De heer Van Uitert knikt instemmend, en zegt: “Er zijn door veterinaire selectie ongelofelijk veel goede hengsten met interessante eigenschappen, talenten en afstammingen verloren gegaan. Je ziet het aan de Nederlandse hengstenkeuring, de uiteindelijke groep die overblijft daar heeft echt niemand plezier in. De normen zouden veranderd moeten worden, soepeler moeten worden toegepast, desnoods gelimiteerd dekken voor een veterinair twijfelgeval waar andere waarden tegenover staan, vooral zolang niet is bewezen dat gebreken waar hengsten op afgekeurd worden ook daadwerkelijk overerfbaar zijn.
De fokkers willen best risico’s nemen, het komt’ hen ook ten goede, de prijzen voor een goed veulen zijn hoger dan ooit. Voor een apart veulen bestaat geen grens.”
Michelangelo
De hierboven door de heer Van Uitert beschreven trend heeft al meerdere hengstenhouders in Nederland verleid om een hengst te kopen waarmee ze de aandacht en vooral de merrie fokkers naar zich toe trokken.
En omdat beide heren toch al met Trakehners bezig waren kochten ze Michelangelo. De hengst is bejubeld in de Nederlandse pers, de fokkers kijken reikhalzend uit naar zijn eerste optreden in het openbaar en zullen waarschijnlijk storm lopen voor zijn gunsten.
Ik ben altijd wat huiverig bij zoveel bazuingeschal en tromgeroffel, ik wacht liever eerst de resultaten af, misschien bijgeloof, alhoewel nog al eens bevestigd in het verleden.
In het geval van Michelangelo was al die tam tam niet nodig geweest, gepaard met de juiste merries, zal hij waarschijnlijk zeer goed werk kunnen doen in de Nederlandse fokkerij. De KWPN commissie die vrij zelden een rastypische Trakehner heeft uitgekozen, had aanvankelijk op de hengstenkeuring het oog ook niet op hem laten vallen.
Nu, na het zien van zijn kinderen, de optelsom van zijn pedigree en aanwezige familie, zijn de bedenkingen als sneeuw voor de zon verdwenen.

OPDRACHT 1:
Neem alsjeblieft de regels uit de lijst hieronder letterlijk over, vanaf de regel met "like (239, 391)." tot en met het einde van de lijst.
De tekst en de lijst hebben niets met elkaar te maken.

AANGELEVERDE GEGEVENS:

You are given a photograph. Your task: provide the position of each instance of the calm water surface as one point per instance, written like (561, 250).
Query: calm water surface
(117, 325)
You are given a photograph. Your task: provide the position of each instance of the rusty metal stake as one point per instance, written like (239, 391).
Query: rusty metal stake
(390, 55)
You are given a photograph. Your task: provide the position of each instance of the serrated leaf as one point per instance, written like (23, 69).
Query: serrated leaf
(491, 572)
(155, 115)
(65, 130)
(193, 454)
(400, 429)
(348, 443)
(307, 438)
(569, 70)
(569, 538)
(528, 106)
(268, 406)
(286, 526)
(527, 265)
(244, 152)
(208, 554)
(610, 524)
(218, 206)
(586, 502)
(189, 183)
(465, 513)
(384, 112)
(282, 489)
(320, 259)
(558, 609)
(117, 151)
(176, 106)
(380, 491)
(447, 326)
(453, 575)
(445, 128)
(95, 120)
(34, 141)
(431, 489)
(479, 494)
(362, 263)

OPDRACHT 2:
Schrijf het deel van de tekst hierboven van "Ik ben altijd" tot en met "in het verleden." opnieuw uit en zet daarin "gewoonte" in plaats van "bijgeloof".

UITWERKING 1:
You are given a photograph. Your task: provide the position of each instance of the rusty metal stake as one point per instance, written like (239, 391).
Query: rusty metal stake
(390, 55)
You are given a photograph. Your task: provide the position of each instance of the serrated leaf as one point per instance, written like (23, 69).
Query: serrated leaf
(491, 572)
(155, 115)
(65, 130)
(193, 454)
(400, 429)
(348, 443)
(307, 438)
(569, 70)
(569, 538)
(528, 106)
(268, 406)
(286, 526)
(527, 265)
(244, 152)
(208, 554)
(610, 524)
(218, 206)
(586, 502)
(189, 183)
(465, 513)
(384, 112)
(282, 489)
(320, 259)
(558, 609)
(117, 151)
(176, 106)
(380, 491)
(447, 326)
(453, 575)
(445, 128)
(95, 120)
(34, 141)
(431, 489)
(479, 494)
(362, 263)

UITWERKING 2:
Ik ben altijd wat huiverig bij zoveel bazuingeschal en tromgeroffel, ik wacht liever eerst de resultaten af, misschien gewoonte, alhoewel nog al eens bevestigd in het verleden.